**STATED TASK**
Extract the full listing below without altering a single character.

**MATERIAL FOR THIS EXERCISE**
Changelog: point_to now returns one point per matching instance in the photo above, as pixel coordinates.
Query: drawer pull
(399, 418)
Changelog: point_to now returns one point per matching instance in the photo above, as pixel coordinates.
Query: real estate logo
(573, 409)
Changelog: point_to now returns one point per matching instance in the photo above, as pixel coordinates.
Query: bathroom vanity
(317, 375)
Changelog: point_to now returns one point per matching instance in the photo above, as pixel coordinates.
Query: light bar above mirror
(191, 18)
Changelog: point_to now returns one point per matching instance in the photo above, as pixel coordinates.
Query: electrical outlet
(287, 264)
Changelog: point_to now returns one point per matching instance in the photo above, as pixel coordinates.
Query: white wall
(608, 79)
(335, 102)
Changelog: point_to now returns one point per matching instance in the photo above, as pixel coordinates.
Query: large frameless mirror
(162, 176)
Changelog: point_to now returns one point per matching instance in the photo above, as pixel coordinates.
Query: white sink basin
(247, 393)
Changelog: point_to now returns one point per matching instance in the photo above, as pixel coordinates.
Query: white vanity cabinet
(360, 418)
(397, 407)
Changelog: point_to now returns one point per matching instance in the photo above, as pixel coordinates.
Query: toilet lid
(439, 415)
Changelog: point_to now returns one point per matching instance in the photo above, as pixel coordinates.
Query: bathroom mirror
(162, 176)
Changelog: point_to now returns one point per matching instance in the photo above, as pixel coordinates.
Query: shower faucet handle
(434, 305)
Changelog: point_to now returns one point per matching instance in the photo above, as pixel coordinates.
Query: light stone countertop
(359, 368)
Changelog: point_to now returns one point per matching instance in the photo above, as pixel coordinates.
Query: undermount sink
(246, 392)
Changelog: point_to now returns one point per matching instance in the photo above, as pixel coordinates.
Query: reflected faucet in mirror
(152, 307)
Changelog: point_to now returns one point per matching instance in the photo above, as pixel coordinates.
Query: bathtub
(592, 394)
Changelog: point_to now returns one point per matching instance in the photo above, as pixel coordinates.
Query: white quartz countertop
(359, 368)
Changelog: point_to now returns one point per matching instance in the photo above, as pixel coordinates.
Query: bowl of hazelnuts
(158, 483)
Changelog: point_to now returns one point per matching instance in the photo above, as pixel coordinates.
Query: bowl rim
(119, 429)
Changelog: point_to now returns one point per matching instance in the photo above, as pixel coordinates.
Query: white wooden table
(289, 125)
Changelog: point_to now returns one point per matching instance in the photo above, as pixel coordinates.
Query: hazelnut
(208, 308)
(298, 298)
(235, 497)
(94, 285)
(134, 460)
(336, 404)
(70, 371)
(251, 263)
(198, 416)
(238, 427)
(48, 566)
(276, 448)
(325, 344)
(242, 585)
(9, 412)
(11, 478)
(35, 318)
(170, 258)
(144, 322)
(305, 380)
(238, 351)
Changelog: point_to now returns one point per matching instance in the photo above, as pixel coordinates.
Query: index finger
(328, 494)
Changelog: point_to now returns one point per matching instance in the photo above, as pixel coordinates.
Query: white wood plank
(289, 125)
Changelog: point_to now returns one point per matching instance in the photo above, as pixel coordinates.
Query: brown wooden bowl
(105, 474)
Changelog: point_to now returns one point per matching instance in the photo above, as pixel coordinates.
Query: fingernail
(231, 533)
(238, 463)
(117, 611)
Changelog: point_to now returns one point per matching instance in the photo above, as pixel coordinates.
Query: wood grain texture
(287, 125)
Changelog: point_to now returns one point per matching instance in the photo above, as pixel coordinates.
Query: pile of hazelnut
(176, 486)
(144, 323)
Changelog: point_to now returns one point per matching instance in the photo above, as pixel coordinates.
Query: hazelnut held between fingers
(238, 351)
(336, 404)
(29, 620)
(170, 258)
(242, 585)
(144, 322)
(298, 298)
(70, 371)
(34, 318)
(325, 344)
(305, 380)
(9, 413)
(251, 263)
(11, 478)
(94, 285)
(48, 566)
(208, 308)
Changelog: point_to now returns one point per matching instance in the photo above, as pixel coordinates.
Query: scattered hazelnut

**PROBLEM SOLUTION**
Changelog: point_to now returns one point per matching instance in the photo above, as pixel coordinates.
Query: drawer pull
(399, 418)
Changelog: point_to now returns one point per matching instance in the photo above, as pixel coordinates.
Query: real estate logo
(573, 409)
Changelog: point_to now returns one point per matching instance in the photo above, as pixel coordinates.
Query: bathroom vanity
(317, 375)
Changelog: point_to now returns one point per matching instance in the photo above, as pixel coordinates.
Query: light bar above mirror
(191, 18)
Changelog: point_to now returns one point per matching instance in the photo above, as pixel coordinates.
Query: electrical outlet
(287, 264)
Changelog: point_to now returns one point per matching instance in the photo above, as pixel coordinates.
Query: white wall
(608, 79)
(335, 102)
Changelog: point_to now returns one point per matching instance in the photo above, as pixel coordinates.
Query: large frameless mirror
(162, 176)
Changelog: point_to now returns one point per matching instance in the photo above, as pixel coordinates.
Query: white sink basin
(247, 393)
Changelog: point_to now returns one point per matching instance in the photo above, as pixel coordinates.
Query: white vanity cabinet
(360, 418)
(397, 407)
Changelog: point_to now returns one point per matching instance in the photo above, as pixel coordinates.
Query: toilet lid
(439, 415)
Changelog: point_to now returns one point per matching instance in the photo above, as pixel coordinates.
Query: bathroom mirror
(162, 176)
Changelog: point_to now returns one point per matching instance in the photo above, as pixel coordinates.
Query: shower faucet handle
(434, 305)
Changelog: point_to now returns one point per matching instance in the photo above, as pixel coordinates.
Query: light stone countertop
(359, 368)
Changelog: point_to now returns one point per matching instance in the photo above, as pixel coordinates.
Query: undermount sink
(246, 392)
Changelog: point_to now returns one point per matching instance in the photo above, as pixel coordinates.
Query: reflected faucet in mirror
(152, 307)
Changelog: point_to now returns one point per matching instance in the photo above, as pixel coordinates.
Query: bathtub
(592, 394)
Changelog: point_to now returns one point per matching instance in the photo above, as pixel coordinates.
Query: white quartz countertop
(359, 368)
Changelog: point_to now returns one point per matching instance in the photo above, as pixel coordinates.
Query: bowl of hazelnuts
(158, 483)
Changelog: point_to now returns one point per matching instance in the photo above, as pixel coordinates.
Query: bowl rim
(119, 429)
Changelog: point_to now returns one point per matching instance in the photo above, as pixel coordinates.
Query: white wooden table
(289, 125)
Changelog: point_to now returns one point per matching instance in the photo above, as pixel coordinates.
Query: hazelnut
(208, 308)
(298, 298)
(235, 497)
(94, 285)
(134, 460)
(336, 404)
(70, 371)
(251, 263)
(198, 416)
(238, 427)
(48, 566)
(276, 448)
(325, 344)
(242, 585)
(9, 412)
(11, 478)
(35, 318)
(170, 258)
(144, 322)
(305, 380)
(238, 351)
Changelog: point_to now returns one point per matching instance in the photo above, as pixel coordinates.
Query: index finger
(328, 494)
Changelog: point_to now returns one point per matching instance in the photo above, as pixel coordinates.
Query: white wood plank
(289, 125)
Changelog: point_to now returns one point per matching instance in the photo above, as pixel coordinates.
Query: brown wooden bowl
(105, 474)
Changelog: point_to now returns one point per matching instance in the photo above, as pixel coordinates.
Query: fingernail
(231, 533)
(238, 463)
(117, 611)
Changelog: point_to now returns one point per matching instance in the photo above, as pixel coordinates.
Query: wood grain texture
(287, 125)
Changelog: point_to now returns one point per matching instance in the photo above, as pixel coordinates.
Query: pile of hazelnut
(176, 486)
(144, 323)
Changelog: point_to now returns one point per matching instance in the photo above, as pixel coordinates.
Query: hazelnut held between fingers
(238, 351)
(336, 404)
(29, 620)
(170, 258)
(242, 585)
(144, 322)
(298, 298)
(70, 371)
(34, 318)
(325, 344)
(305, 380)
(9, 413)
(251, 263)
(11, 478)
(94, 285)
(48, 566)
(208, 308)
Changelog: point_to now returns one point per matching instance in the photo above, as pixel coordinates.
Query: scattered hazelnut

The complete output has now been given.